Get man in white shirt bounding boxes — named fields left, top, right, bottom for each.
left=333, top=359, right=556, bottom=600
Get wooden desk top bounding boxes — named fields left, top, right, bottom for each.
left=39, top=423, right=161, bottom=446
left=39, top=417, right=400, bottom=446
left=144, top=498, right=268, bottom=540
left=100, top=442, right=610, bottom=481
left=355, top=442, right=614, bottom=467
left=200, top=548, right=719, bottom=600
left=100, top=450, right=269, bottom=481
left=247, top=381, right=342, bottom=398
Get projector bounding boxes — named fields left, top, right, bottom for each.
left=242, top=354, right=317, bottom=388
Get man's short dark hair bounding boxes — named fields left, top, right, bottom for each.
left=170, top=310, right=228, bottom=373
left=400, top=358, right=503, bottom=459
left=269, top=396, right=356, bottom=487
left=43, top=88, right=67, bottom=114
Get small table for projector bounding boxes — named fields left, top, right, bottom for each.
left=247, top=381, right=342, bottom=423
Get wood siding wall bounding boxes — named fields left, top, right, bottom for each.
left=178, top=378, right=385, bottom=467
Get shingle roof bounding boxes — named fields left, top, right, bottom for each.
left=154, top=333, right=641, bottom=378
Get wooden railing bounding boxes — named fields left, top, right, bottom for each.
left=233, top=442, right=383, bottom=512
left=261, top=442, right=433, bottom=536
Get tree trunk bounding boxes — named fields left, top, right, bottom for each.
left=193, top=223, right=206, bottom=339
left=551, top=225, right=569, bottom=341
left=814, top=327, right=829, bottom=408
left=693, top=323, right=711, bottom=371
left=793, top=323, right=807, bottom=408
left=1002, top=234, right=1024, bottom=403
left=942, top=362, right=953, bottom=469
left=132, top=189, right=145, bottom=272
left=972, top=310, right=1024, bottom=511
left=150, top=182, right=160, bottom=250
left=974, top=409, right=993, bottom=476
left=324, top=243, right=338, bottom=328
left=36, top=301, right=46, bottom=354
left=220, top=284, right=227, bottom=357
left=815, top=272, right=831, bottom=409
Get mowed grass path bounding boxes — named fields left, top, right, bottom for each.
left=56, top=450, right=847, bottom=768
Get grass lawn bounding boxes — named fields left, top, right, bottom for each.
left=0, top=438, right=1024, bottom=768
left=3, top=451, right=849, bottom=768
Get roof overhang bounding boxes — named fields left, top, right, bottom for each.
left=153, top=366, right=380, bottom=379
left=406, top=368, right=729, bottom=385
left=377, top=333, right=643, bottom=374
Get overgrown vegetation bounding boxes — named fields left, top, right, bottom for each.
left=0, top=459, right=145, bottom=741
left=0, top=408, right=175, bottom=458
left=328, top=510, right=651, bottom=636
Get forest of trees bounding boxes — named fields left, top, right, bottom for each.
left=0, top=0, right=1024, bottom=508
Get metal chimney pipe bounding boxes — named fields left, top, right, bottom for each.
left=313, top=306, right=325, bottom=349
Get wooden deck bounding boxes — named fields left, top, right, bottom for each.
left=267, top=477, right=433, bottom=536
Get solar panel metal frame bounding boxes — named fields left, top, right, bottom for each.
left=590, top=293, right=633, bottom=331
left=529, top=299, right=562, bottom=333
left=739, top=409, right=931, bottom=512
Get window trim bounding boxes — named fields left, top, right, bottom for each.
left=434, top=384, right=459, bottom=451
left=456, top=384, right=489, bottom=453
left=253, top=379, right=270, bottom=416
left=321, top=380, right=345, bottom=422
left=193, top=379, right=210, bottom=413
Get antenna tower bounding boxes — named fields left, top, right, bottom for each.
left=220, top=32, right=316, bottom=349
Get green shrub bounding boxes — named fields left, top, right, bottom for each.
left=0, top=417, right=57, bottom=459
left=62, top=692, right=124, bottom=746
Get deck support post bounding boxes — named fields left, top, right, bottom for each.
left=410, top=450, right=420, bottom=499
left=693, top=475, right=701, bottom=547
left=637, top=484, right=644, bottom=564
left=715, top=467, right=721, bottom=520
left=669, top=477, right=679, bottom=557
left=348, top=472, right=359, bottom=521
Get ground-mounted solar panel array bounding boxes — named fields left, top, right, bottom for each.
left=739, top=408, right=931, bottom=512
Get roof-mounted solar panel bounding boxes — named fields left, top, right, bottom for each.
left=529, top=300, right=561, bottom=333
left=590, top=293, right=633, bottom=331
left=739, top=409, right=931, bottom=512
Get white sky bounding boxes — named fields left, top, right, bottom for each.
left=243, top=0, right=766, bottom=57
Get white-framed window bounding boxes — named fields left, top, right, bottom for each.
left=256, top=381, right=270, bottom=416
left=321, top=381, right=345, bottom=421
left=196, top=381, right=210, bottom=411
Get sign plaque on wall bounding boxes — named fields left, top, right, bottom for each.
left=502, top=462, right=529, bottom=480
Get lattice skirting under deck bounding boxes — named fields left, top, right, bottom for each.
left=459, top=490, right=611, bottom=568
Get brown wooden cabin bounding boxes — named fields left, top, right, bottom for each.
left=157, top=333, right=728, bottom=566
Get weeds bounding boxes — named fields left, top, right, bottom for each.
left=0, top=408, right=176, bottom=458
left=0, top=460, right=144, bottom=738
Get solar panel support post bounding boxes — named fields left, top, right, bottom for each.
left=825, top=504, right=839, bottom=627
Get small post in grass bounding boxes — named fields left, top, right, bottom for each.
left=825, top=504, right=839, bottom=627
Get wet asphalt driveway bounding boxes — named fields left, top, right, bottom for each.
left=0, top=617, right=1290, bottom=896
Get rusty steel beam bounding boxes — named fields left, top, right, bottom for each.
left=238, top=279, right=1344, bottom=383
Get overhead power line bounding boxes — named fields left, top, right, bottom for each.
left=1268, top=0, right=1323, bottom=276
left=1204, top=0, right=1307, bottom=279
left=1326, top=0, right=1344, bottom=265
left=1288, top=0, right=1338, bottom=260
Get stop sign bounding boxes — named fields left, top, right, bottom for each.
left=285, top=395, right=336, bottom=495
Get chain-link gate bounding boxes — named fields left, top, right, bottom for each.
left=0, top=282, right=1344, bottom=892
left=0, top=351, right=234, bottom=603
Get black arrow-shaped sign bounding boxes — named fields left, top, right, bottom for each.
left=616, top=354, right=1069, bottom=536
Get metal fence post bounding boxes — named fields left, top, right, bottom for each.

## WHAT THE TASK REQUIRES
Lay out the records, from the start through the line that contains "left=178, top=378, right=385, bottom=467" (that line included), as a two-column CSV with the columns input and output. Give one row per record, with its text and its answer each in a single quoted field and line breaks replaced by spaces.

## COMPLETE OUTPUT
input,output
"Get man in white shirt bounding boxes — named fields left, top, right, bottom for each.","left=333, top=359, right=556, bottom=600"
"Get wooden desk top bounding boxes — named fields left, top, right, bottom for each.","left=39, top=423, right=161, bottom=446 left=39, top=417, right=400, bottom=446 left=144, top=498, right=268, bottom=540 left=100, top=442, right=610, bottom=481 left=355, top=442, right=614, bottom=467 left=200, top=548, right=719, bottom=600 left=100, top=450, right=269, bottom=481 left=247, top=381, right=342, bottom=398"
"Get projector bounding boxes — named fields left, top, right, bottom for each.","left=242, top=354, right=317, bottom=388"
"Get man's short dark hair bounding boxes — named fields left, top, right, bottom for each.","left=170, top=310, right=228, bottom=373 left=400, top=358, right=503, bottom=459 left=269, top=396, right=356, bottom=487 left=43, top=88, right=67, bottom=114"
"Get small table for projector bounding boxes — named fields left, top, right, bottom for each.","left=247, top=381, right=342, bottom=423"
"Get wood siding wall bounding boxes — named fields left, top, right, bottom for each.","left=178, top=378, right=385, bottom=467"